> Directive:
Print, character for character, the stretch of the data below from the line containing "Task: Where can the yellow" through the line containing "[[92, 206]]", and nothing else.
++++ Provided information
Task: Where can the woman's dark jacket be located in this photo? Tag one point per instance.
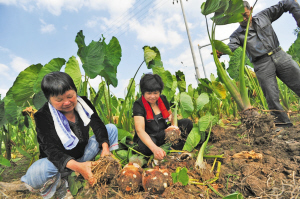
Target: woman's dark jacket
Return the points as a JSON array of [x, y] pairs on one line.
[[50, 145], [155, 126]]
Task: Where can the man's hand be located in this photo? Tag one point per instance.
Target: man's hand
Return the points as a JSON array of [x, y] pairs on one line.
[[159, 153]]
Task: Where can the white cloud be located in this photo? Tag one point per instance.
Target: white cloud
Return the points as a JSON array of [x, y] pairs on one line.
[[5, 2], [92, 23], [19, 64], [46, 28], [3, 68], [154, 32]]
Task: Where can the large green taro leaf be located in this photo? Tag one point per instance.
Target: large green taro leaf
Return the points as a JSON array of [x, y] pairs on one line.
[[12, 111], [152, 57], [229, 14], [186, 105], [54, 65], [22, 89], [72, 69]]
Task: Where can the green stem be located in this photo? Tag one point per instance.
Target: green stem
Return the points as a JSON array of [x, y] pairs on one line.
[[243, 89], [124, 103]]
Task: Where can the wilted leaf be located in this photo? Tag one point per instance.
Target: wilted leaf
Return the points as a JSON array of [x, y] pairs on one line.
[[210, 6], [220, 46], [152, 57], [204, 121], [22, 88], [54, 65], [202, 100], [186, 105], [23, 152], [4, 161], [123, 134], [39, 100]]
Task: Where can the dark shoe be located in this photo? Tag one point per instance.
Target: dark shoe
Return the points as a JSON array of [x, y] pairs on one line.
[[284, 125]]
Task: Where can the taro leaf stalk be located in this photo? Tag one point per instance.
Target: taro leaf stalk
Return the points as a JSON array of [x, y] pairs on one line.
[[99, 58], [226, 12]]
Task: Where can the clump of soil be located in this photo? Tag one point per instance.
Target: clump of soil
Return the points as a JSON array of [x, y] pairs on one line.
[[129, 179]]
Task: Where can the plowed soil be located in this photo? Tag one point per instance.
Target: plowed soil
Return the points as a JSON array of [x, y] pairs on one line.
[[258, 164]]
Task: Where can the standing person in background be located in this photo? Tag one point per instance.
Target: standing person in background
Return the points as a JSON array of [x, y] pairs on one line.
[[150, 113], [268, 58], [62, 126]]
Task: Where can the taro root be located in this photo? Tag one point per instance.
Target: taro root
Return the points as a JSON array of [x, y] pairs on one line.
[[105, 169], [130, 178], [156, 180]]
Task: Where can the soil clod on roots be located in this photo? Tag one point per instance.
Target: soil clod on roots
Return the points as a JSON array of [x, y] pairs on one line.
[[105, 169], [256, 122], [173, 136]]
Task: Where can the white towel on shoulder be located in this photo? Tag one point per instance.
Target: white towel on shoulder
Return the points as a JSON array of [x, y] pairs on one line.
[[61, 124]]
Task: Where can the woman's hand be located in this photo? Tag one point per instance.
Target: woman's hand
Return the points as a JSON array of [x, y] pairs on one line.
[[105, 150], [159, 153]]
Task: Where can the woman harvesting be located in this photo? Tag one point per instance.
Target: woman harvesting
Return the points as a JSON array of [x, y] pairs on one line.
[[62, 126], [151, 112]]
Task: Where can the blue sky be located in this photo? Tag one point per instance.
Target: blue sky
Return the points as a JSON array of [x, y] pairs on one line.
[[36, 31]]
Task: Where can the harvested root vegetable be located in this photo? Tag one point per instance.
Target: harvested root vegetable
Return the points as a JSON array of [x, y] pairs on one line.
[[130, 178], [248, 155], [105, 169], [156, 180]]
++++++++
++++ Provided information
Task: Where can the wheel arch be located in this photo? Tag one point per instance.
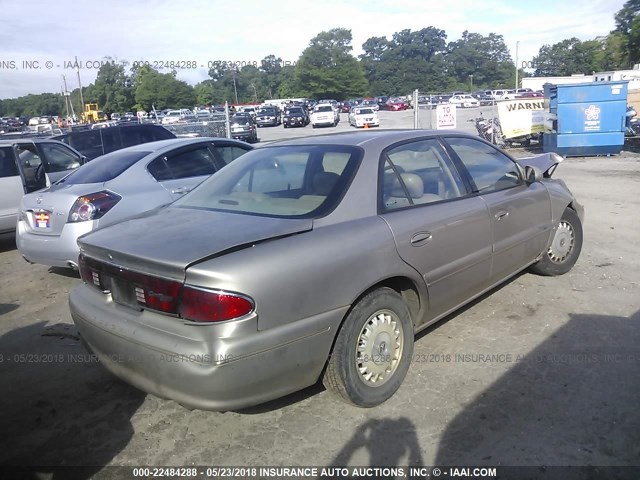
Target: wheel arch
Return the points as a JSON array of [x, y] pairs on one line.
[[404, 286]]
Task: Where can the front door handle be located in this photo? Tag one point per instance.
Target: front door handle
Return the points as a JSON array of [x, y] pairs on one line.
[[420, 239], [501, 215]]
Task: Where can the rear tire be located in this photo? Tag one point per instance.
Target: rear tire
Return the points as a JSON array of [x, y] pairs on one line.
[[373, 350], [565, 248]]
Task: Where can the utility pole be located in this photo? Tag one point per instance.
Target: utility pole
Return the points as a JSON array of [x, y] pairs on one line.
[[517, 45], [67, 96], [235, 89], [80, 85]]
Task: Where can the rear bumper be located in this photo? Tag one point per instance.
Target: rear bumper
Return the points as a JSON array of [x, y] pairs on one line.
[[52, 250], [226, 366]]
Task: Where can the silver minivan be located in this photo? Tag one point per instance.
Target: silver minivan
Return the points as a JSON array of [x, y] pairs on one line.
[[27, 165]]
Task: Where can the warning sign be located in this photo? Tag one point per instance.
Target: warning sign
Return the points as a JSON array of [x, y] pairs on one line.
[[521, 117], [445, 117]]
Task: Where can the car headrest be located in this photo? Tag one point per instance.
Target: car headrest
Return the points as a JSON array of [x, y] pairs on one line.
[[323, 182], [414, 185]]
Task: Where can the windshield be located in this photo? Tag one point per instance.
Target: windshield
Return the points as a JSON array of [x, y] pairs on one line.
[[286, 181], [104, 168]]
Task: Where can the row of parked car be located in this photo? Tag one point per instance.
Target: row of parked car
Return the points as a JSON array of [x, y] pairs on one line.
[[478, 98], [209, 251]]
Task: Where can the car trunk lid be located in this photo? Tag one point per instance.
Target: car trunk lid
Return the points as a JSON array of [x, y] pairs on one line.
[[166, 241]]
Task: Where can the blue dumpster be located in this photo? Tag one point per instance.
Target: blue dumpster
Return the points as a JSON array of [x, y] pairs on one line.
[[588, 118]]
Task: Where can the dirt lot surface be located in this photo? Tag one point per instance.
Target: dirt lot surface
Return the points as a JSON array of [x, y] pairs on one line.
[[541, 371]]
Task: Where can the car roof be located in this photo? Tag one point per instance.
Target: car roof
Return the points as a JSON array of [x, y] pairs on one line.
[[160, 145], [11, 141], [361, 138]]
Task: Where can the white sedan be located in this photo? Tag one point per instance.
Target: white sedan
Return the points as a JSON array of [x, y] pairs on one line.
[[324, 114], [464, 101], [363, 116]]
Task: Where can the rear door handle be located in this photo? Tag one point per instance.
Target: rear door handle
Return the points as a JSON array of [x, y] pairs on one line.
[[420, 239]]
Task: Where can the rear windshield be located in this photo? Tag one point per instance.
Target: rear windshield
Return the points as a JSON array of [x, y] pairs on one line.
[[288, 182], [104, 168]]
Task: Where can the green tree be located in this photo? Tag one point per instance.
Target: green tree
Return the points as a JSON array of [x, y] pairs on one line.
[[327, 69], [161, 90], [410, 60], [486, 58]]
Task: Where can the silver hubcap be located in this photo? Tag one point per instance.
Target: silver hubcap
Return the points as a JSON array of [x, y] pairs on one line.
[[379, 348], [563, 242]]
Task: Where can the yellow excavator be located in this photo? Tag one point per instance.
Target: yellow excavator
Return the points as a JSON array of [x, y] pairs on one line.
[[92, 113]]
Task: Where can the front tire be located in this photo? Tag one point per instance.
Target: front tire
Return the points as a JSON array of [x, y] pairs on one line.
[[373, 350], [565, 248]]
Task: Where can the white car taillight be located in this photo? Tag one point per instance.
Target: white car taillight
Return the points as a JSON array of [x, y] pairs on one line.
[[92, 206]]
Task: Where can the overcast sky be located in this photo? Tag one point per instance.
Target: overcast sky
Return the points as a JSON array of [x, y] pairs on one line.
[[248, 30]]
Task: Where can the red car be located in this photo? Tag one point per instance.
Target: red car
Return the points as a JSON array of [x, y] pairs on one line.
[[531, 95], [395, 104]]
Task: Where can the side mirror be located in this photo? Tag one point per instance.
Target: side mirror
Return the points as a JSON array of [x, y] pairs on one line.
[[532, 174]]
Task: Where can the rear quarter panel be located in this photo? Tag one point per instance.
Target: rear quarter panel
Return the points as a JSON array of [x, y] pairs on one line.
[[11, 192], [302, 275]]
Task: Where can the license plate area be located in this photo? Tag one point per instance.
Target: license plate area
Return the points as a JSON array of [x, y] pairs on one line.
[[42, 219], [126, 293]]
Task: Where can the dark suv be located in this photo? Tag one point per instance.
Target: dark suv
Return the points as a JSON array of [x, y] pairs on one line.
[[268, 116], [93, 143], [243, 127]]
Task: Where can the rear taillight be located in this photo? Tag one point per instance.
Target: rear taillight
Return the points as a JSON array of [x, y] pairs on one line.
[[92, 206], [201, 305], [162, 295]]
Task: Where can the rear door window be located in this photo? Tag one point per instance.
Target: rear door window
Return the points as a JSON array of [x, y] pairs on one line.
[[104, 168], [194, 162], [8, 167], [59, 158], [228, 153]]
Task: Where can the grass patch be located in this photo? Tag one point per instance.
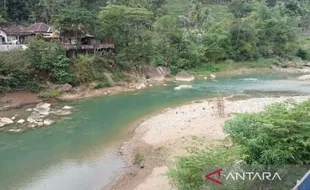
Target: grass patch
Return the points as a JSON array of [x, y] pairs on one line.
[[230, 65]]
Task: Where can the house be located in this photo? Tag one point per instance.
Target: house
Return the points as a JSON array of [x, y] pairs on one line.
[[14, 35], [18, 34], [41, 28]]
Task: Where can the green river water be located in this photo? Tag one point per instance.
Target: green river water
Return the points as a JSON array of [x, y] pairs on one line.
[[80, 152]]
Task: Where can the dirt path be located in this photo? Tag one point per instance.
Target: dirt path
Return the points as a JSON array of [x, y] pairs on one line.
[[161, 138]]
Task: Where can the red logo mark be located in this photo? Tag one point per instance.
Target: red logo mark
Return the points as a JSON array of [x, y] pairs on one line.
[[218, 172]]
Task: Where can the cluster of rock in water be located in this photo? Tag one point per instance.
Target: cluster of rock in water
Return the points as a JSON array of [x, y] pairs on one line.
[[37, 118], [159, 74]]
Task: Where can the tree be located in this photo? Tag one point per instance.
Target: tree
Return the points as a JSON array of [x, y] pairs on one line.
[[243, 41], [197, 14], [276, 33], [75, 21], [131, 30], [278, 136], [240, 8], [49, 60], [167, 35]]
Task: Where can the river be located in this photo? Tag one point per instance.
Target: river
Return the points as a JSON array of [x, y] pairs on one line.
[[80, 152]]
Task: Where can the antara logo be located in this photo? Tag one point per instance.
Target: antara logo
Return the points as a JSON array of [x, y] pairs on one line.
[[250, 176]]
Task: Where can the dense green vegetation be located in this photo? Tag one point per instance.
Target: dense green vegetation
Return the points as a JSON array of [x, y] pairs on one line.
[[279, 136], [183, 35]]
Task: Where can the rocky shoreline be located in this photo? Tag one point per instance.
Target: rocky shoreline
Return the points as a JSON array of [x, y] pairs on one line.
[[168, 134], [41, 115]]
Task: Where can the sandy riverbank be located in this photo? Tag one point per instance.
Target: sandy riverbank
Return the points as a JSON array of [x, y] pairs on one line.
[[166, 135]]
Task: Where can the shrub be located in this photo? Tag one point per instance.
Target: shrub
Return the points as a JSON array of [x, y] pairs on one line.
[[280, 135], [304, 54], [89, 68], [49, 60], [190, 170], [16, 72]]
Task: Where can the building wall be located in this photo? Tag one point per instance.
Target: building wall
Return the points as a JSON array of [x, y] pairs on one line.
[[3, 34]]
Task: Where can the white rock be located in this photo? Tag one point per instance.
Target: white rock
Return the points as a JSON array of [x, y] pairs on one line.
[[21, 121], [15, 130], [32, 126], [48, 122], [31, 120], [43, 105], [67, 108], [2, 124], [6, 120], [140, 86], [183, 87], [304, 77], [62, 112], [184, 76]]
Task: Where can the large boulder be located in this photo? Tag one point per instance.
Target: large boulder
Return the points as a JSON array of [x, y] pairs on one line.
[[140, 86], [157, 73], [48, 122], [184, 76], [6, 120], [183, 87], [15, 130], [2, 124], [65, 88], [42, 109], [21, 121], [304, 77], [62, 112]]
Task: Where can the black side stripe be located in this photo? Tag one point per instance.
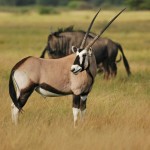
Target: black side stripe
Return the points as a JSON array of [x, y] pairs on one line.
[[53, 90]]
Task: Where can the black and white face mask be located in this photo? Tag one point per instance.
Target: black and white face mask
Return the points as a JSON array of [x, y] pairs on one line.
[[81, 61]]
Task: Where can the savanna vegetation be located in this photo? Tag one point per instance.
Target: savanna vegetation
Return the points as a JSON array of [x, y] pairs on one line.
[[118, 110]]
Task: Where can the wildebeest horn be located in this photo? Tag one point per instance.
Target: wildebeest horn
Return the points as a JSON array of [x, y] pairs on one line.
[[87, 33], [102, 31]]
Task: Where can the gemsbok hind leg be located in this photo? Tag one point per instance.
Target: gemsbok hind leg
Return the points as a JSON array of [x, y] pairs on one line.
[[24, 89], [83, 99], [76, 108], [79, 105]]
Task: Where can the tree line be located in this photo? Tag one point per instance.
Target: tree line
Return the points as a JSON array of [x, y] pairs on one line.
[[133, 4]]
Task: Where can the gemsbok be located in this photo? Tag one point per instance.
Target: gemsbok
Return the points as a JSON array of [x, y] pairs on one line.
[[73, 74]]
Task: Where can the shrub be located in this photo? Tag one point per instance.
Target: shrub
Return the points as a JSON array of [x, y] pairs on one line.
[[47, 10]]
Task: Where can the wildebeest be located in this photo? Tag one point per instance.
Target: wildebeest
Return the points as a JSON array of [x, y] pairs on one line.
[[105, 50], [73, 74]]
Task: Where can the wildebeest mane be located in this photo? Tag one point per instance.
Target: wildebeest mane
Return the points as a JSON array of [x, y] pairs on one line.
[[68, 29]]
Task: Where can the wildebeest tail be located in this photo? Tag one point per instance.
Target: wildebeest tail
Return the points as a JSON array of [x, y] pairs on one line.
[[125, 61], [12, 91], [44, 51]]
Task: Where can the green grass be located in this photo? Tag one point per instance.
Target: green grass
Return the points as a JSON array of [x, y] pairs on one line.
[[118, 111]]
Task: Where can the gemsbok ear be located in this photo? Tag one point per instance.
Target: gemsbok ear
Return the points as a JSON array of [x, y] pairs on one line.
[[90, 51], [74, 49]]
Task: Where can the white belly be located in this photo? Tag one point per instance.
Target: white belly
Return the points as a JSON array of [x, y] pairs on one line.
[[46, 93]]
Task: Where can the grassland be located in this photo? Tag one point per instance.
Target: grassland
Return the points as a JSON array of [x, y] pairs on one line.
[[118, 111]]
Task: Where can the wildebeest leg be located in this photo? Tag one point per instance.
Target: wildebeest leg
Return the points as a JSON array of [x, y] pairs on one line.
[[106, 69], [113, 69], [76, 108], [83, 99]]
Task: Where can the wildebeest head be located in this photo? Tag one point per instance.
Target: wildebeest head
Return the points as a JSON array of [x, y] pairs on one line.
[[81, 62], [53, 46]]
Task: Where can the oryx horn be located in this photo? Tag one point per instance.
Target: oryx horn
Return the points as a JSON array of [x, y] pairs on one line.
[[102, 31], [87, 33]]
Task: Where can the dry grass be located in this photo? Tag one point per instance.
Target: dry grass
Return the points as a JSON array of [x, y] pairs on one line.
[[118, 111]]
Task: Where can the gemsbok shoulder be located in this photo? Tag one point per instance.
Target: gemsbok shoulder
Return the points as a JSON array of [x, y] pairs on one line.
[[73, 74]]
++++++++
> Right answer:
Task: Where can the yellow excavator be located in this photo? Tag one point per instance.
Target: yellow excavator
Return the points as a JSON array of [x, y] pairs on one line.
[[92, 113]]
Task: Where can the front tire be located in this photo? Tag one point per instance.
Target: front tire
Return the points as a JSON array of [x, y] pairs on one line.
[[373, 350], [565, 248]]
Task: Where can the white car taillight be located in this photo? Tag one point per instance.
Target: white car taillight
Return the points as a JSON array of [x, y] pairs on one line.
[[92, 206]]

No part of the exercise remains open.